▶ _TEXT SECTION_:
California’s Frontline Agricultural Workers, Made Essential by Coronavirus and a Historic Wildfire Season, Deserve Our Gratitude and Support

farm workers pick strawberries in a field
USDA Photo by Lance Cheung

Do you want to know the worst kept secret in agriculture?

Our nation’s food system depends almost entirely on an army of immigrant laborers who work for wages and in conditions that most Americans could not imagine. Day after day, week after week, 365 days a year, workers head out into the fields or into processing plants to keep grocery stores and discount clubs stocked with fruits, vegetables, meat, grains, and dairy products Americans have become accustomed to having unfettered access to at affordable prices.

They are rarely thanked and even more rarely appreciated. That is why American Farmland Trust was so happy to see Governor Newsom and CA officially proclaim the month of October to be California Farmer and Farmworker Month. We must honor and respect farmworkers in this country, but we also must ask ourselves a simple yet incredibly important question: Would you go hungry without our nation’s farmworkers?

Hint: the answer should be overwhelmingly yes. In just a few generations, we’ve gone from a nation of food growers to a nation where only 1.3% of the population farms. Unless you’re part of that 1%, your family’s life depends on America’s farmworkers.

No year is easy for farmworkers, but 2020 has perhaps been one of the most horrific in recent memory.

No year is easy for farmworkers, but 2020 has perhaps been one of the most horrific in recent memory.

▶ _WORK INSTRUCTION 1_:
Please reproduce everything in the farmworker article from "Our nation’s food" down to "our nation’s farmworkers?".
▶ _WORK INSTRUCTION 2_:
Answer these questions from the farmworker article:
(a) Which month was proclaimed California Farmer and Farmworker Month?
(b) What percentage of the population farms?
(c) Which organization was happy to see the proclamation?
▶ _WORK INSTRUCTION 3_:
According to the farmworker article, why was American Farmland Trust so happy about the proclamation of California Farmer and Farmworker Month? Answer in one to three sentences.

▶ _Data records_:

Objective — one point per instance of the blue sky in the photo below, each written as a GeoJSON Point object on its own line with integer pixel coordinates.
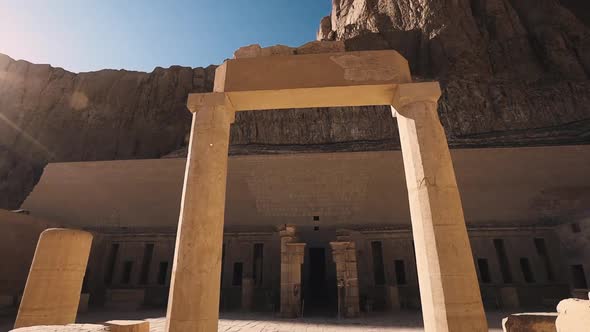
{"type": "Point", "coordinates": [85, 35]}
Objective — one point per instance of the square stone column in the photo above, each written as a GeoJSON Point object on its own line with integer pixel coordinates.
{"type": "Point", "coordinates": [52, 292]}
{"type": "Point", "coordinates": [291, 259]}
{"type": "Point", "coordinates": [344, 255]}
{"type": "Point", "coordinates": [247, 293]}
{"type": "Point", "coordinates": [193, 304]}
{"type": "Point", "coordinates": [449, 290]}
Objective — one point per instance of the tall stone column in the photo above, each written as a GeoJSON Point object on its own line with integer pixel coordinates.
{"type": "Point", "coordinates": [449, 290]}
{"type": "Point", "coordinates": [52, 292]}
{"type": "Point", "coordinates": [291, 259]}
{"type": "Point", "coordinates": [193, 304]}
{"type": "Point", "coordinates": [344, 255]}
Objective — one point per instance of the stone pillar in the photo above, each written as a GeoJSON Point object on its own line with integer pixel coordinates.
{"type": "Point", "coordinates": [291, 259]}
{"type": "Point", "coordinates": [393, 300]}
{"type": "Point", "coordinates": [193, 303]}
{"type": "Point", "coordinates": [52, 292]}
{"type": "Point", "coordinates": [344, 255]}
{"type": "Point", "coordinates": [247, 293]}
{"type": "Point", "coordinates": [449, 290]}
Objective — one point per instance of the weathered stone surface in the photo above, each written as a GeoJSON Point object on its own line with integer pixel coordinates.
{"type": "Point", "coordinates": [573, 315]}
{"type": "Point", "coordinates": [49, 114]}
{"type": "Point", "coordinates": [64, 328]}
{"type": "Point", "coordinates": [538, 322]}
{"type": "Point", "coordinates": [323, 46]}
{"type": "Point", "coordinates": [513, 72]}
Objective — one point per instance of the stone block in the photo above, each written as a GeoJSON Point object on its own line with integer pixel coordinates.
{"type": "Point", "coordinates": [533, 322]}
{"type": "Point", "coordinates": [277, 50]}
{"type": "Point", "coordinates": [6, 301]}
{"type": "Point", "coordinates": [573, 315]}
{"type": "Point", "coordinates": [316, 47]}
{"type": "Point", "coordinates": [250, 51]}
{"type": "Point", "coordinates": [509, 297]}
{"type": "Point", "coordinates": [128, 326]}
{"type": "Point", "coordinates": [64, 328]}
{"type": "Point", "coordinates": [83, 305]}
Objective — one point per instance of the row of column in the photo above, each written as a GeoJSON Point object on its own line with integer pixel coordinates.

...

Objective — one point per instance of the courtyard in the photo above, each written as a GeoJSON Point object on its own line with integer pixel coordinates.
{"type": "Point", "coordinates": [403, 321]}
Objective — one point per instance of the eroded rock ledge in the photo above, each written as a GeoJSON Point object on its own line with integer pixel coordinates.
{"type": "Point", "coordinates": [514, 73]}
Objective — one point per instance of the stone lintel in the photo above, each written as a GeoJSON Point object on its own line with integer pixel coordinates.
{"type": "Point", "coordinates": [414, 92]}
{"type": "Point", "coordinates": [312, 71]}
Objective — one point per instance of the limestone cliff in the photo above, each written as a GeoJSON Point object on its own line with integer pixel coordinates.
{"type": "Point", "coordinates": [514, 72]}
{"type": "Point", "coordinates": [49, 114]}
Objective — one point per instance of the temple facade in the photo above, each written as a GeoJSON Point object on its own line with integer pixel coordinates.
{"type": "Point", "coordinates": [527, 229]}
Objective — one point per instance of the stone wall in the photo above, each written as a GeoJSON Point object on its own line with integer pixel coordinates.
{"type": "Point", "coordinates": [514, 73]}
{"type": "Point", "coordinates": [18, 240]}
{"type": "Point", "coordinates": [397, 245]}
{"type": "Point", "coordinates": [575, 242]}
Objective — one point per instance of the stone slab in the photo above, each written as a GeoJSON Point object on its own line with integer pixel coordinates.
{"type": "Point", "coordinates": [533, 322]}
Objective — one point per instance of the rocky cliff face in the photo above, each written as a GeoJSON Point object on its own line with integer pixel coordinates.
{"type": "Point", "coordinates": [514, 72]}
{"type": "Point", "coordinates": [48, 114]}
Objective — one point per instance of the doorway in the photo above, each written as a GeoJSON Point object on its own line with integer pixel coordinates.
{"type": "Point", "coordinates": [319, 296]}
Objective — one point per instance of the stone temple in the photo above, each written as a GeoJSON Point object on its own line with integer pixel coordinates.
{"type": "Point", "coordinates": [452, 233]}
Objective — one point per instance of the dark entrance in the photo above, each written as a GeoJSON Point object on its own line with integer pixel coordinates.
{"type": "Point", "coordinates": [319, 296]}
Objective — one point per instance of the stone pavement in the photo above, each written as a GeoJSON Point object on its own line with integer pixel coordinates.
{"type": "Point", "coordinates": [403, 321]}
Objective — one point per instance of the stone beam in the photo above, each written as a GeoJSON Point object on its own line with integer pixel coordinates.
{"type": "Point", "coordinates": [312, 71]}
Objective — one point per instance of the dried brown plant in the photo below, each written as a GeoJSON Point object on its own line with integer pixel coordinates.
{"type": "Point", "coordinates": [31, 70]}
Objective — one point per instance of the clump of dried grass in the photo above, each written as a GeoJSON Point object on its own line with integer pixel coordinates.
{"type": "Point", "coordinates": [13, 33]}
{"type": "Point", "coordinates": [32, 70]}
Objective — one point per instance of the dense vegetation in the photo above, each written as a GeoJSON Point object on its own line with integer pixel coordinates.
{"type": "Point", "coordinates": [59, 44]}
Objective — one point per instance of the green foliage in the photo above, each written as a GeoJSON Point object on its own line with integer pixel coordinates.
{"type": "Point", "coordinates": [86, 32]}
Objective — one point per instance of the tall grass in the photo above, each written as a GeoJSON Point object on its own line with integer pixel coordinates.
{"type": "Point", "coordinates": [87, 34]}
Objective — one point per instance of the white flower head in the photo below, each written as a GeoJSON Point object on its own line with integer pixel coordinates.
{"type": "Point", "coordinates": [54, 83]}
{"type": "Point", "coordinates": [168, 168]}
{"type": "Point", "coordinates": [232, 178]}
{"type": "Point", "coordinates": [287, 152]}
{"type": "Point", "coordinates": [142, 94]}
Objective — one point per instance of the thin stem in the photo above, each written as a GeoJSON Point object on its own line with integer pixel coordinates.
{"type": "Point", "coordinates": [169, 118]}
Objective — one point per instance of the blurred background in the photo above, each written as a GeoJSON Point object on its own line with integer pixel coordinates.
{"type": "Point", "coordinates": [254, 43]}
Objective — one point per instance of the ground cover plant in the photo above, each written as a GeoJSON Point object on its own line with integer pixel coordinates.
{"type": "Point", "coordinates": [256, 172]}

▶ _TASK RESPONSE 1_:
Our nation’s food system depends almost entirely on an army of immigrant laborers who work for wages and in conditions that most Americans could not imagine. Day after day, week after week, 365 days a year, workers head out into the fields or into processing plants to keep grocery stores and discount clubs stocked with fruits, vegetables, meat, grains, and dairy products Americans have become accustomed to having unfettered access to at affordable prices.

They are rarely thanked and even more rarely appreciated. That is why American Farmland Trust was so happy to see Governor Newsom and CA officially proclaim the month of October to be California Farmer and Farmworker Month. We must honor and respect farmworkers in this country, but we also must ask ourselves a simple yet incredibly important question: Would you go hungry without our nation’s farmworkers?

▶ _TASK RESPONSE 2_:
(a) October
(b) 1.3%
(c) American Farmland Trust

▶ _TASK RESPONSE 3_:
American Farmland Trust was happy because farmworkers are rarely thanked and even more rarely appreciated.